The number of medical doctors has indeed seen some growth. In 2016, according to government figures, there was a doctor for every 456 people in the country. By 2020, there was a doctor working for every 367 people. Boolell hints that there is a class dimension to this problem. “The poorer a patient is, the more there is the risk of  lack of care, or being kept fasting or being left dehydrated for too long,”  he adds. He recalls a case that was referred to him as a forensic specialist. A man admitted in a public hospital with a fractured left arm stayed in hospital for four weeks. All throughout that time, the plaster around that arm was not being tended to or changed; so doctors had no idea of the gangrene that was developing underneath. In the end, the man died. With no relatives to press a claim for medical negligence against the hospital or the doctors involved, the case went largely unnoticed.

Another issue is what he terms ‘defensive medicine’ where doctors fearing negligence or malpractice charges divert hospital resources such as unnecessary X-rays and CT scans to cover their own cases. “It all just slows everything down”, argues Boolell. Here is another case referred to in his 2016 book Forensics in Paradise regarding another common complaint: swabs and instruments left inside bodies leading to infections and death: a middle-aged man in Victoria hospital was brought in for an autopsy after undergoing surgery in the public hospital; he underwent another at a private facility. After that, his condition became worse. A second surgery by the private doctor found a forgotten swab in the body and removed it. But the septicaemic shock was too far gone and the patient died. Both the body and the swab ended up on Boolell’s forensic table. The swab it turned out was being used at the private clinic. One doctor was trying to pass the buck onto another. There was no follow-up on the case. What makes the public health system particularly susceptible to negligence, according to Bundhoo, “is that many specialists work in both the public and private health systems; in the public hospital they can see up to 50 patients in two hours, whereas in the private clinic the same doctor would space appointments 15 minutes apart, so a maximum of eight patients in those same two hours”.

▶ _Extracted entries_

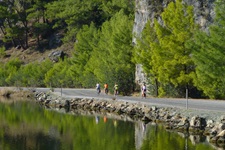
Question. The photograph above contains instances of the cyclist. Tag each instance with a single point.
(115, 89)
(106, 88)
(143, 89)
(98, 88)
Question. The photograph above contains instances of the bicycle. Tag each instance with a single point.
(106, 91)
(98, 91)
(115, 93)
(143, 94)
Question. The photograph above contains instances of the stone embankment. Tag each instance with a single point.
(171, 118)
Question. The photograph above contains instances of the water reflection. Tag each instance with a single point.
(26, 125)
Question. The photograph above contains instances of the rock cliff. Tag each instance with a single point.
(150, 9)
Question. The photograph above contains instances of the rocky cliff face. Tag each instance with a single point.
(149, 9)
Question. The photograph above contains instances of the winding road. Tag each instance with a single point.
(196, 104)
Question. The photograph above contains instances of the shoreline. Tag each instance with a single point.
(196, 122)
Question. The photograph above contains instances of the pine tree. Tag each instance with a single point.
(171, 60)
(209, 56)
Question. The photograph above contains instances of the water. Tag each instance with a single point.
(27, 126)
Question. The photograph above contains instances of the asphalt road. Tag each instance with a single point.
(196, 104)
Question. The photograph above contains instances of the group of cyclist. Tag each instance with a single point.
(106, 88)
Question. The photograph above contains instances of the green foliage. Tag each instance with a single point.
(74, 14)
(58, 75)
(162, 49)
(31, 75)
(87, 39)
(2, 52)
(209, 56)
(111, 60)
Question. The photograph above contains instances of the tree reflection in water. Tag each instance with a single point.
(26, 125)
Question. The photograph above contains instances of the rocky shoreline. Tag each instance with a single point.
(197, 122)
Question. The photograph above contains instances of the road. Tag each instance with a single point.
(196, 104)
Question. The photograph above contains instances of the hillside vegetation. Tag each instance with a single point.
(97, 37)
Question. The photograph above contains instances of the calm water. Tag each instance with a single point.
(28, 126)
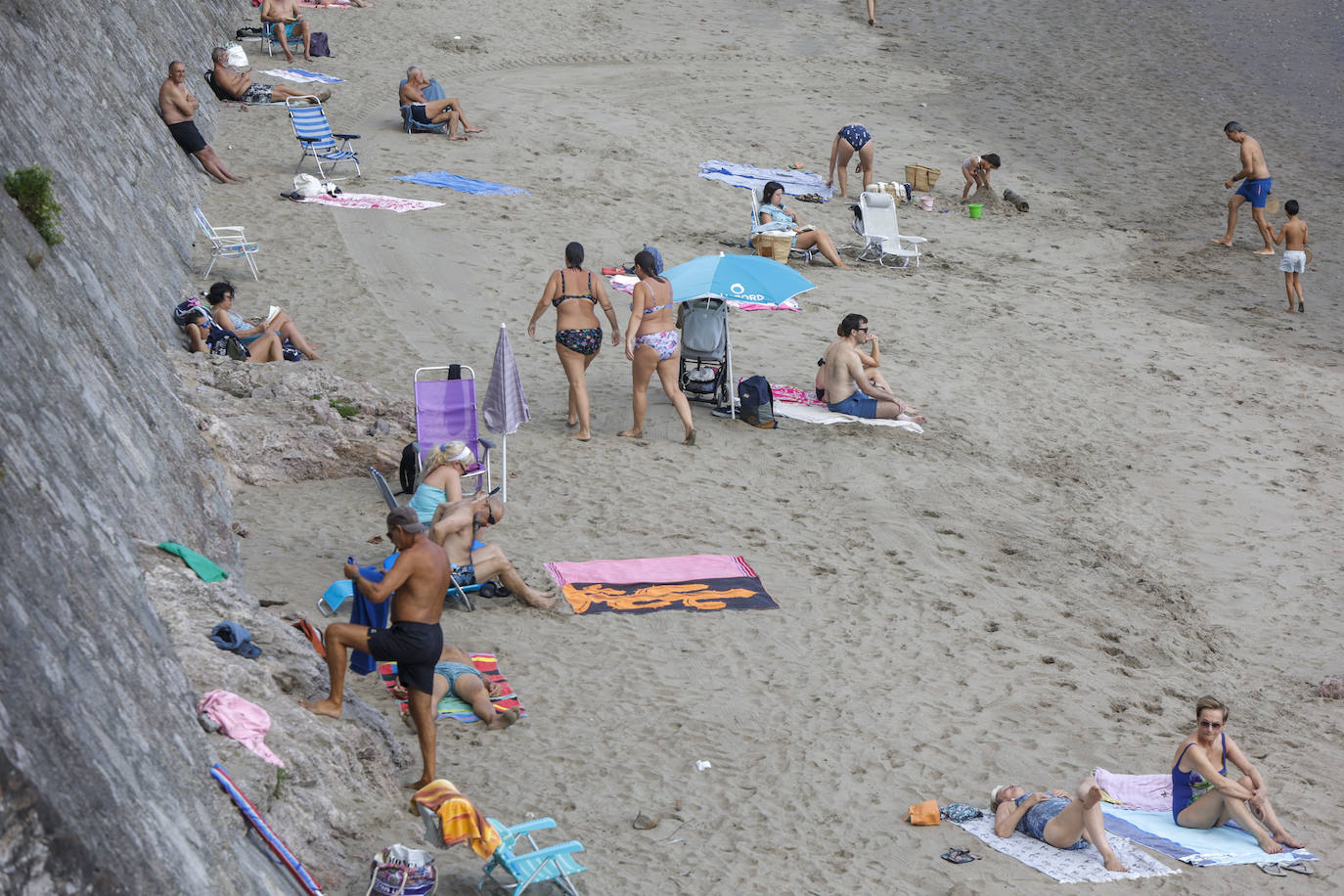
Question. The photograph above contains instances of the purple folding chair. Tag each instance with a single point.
(445, 411)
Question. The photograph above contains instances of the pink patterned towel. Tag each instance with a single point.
(1149, 792)
(371, 201)
(243, 720)
(697, 565)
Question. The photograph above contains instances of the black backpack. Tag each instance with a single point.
(757, 403)
(409, 469)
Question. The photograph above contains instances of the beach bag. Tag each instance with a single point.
(924, 813)
(409, 469)
(757, 403)
(401, 871)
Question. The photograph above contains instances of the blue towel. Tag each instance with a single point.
(230, 636)
(461, 184)
(796, 183)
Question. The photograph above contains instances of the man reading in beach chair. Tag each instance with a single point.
(433, 112)
(417, 583)
(852, 388)
(456, 524)
(241, 87)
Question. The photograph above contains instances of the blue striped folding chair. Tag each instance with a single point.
(315, 136)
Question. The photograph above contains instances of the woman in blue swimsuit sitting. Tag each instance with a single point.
(578, 336)
(1204, 797)
(1055, 819)
(652, 344)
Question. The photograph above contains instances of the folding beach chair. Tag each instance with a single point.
(226, 242)
(706, 366)
(757, 227)
(445, 411)
(879, 227)
(315, 136)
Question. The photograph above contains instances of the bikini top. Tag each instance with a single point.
(556, 302)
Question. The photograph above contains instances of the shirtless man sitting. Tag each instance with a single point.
(417, 583)
(240, 83)
(852, 389)
(178, 108)
(455, 525)
(433, 112)
(284, 19)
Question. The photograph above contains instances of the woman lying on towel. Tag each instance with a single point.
(775, 212)
(1204, 797)
(221, 297)
(1055, 819)
(441, 479)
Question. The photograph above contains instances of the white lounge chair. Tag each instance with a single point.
(227, 242)
(882, 231)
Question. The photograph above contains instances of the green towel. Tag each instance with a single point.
(203, 567)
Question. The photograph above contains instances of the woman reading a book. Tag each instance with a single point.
(221, 298)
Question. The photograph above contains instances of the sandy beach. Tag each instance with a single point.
(1128, 493)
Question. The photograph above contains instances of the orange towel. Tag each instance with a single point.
(459, 819)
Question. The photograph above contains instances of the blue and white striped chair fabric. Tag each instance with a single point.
(315, 135)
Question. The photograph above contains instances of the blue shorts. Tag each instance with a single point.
(856, 136)
(1256, 191)
(453, 670)
(856, 405)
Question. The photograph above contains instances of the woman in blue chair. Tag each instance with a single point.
(221, 298)
(441, 479)
(775, 212)
(578, 335)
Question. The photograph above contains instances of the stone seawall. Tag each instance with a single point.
(104, 771)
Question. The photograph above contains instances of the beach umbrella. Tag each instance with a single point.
(746, 281)
(504, 407)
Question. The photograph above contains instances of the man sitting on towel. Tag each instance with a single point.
(455, 525)
(240, 83)
(852, 389)
(433, 112)
(417, 583)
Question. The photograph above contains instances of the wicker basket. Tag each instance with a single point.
(922, 177)
(775, 246)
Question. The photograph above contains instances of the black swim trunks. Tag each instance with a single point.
(187, 136)
(414, 647)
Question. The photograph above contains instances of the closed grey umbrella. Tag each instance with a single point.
(504, 407)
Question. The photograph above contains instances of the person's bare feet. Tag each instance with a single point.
(323, 707)
(503, 720)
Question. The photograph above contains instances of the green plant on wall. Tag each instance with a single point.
(31, 188)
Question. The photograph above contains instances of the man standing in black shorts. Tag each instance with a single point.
(178, 108)
(419, 582)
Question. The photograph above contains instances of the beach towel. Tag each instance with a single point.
(240, 719)
(203, 567)
(302, 76)
(460, 820)
(796, 183)
(370, 201)
(453, 707)
(460, 184)
(791, 402)
(1226, 845)
(1067, 866)
(1152, 792)
(700, 583)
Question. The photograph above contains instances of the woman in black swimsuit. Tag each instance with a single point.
(578, 335)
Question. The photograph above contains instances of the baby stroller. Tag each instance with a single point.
(706, 351)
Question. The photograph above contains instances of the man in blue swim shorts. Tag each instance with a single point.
(848, 387)
(1256, 190)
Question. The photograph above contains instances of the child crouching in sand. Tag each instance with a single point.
(1294, 252)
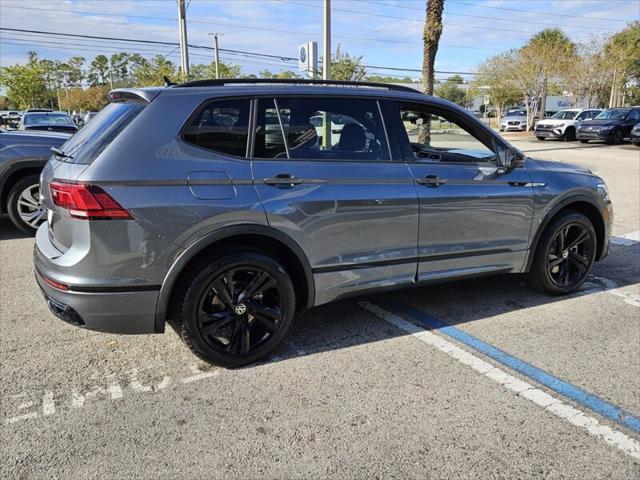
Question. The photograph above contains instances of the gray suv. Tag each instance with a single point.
(224, 207)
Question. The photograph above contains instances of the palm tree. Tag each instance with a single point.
(431, 37)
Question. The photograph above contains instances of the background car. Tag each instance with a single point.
(514, 121)
(635, 135)
(613, 125)
(22, 156)
(49, 121)
(562, 124)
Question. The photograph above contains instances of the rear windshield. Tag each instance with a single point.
(85, 146)
(47, 119)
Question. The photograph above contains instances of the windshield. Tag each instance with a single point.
(565, 115)
(96, 135)
(32, 119)
(613, 114)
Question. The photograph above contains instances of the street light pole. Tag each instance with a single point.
(184, 49)
(215, 48)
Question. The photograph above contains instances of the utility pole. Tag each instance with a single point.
(184, 49)
(215, 48)
(326, 50)
(326, 72)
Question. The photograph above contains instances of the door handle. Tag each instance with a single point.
(431, 181)
(283, 180)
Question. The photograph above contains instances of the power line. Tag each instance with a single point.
(242, 53)
(246, 27)
(408, 19)
(502, 19)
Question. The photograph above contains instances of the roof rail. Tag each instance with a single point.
(220, 82)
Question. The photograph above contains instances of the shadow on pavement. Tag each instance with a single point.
(344, 324)
(8, 231)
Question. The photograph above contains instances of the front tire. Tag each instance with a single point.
(616, 137)
(24, 205)
(237, 309)
(564, 256)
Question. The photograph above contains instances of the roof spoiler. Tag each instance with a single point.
(141, 95)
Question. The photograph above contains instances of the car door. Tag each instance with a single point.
(475, 215)
(350, 206)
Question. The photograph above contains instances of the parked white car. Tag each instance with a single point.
(514, 121)
(562, 124)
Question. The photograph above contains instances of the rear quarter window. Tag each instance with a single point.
(85, 146)
(221, 126)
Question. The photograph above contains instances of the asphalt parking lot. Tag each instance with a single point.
(475, 379)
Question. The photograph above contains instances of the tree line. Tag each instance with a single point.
(79, 84)
(599, 72)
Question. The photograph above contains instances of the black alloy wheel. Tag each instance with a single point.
(564, 255)
(238, 309)
(569, 255)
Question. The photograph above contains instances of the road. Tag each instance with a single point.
(475, 379)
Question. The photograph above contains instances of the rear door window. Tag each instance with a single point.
(85, 146)
(320, 128)
(221, 126)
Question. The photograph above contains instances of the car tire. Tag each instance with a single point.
(237, 308)
(615, 138)
(24, 199)
(569, 134)
(558, 266)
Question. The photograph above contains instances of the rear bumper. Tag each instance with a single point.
(547, 134)
(113, 312)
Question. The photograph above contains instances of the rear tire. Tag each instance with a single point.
(564, 256)
(237, 309)
(24, 205)
(616, 137)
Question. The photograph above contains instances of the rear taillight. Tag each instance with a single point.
(86, 201)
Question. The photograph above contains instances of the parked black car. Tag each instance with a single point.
(613, 125)
(22, 156)
(635, 135)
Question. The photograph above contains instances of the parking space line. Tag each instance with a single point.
(524, 389)
(559, 386)
(626, 239)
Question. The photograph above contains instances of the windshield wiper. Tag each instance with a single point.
(60, 153)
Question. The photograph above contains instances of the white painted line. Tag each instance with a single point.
(605, 285)
(524, 389)
(626, 239)
(199, 374)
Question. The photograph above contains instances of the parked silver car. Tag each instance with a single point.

▶ _Explore the material_
1. In the excerpt on medical negligence, what was the title of Boolell's 2016 book?
2. Please continue the excerpt on medical negligence from where it stops.

▶ _Written answers_
1. Forensics in Paradise

2.
According to Boolell, the scale of medical negligence might actually be under-reported within the health system. “In other countries, any death within an institutional setting is automatically followed by an autopsy to rule out negligence or institutional fault. In Mauritius, however, in most cases, simple medical certificates are drafted.” This particular problem was brought to the fore in the case of Dr. Nesha Soobhug in November last year after she had ascribed a child’s death in a medical certificate she came up with to natural causes when the evidence clearly pointed in another direction. Given this problem, Boolell says every month he gets at least five requests to conduct private autopsies, “a lot of them are stillborn babies and a lot of the cases involve gynaecologists and paediatricians”.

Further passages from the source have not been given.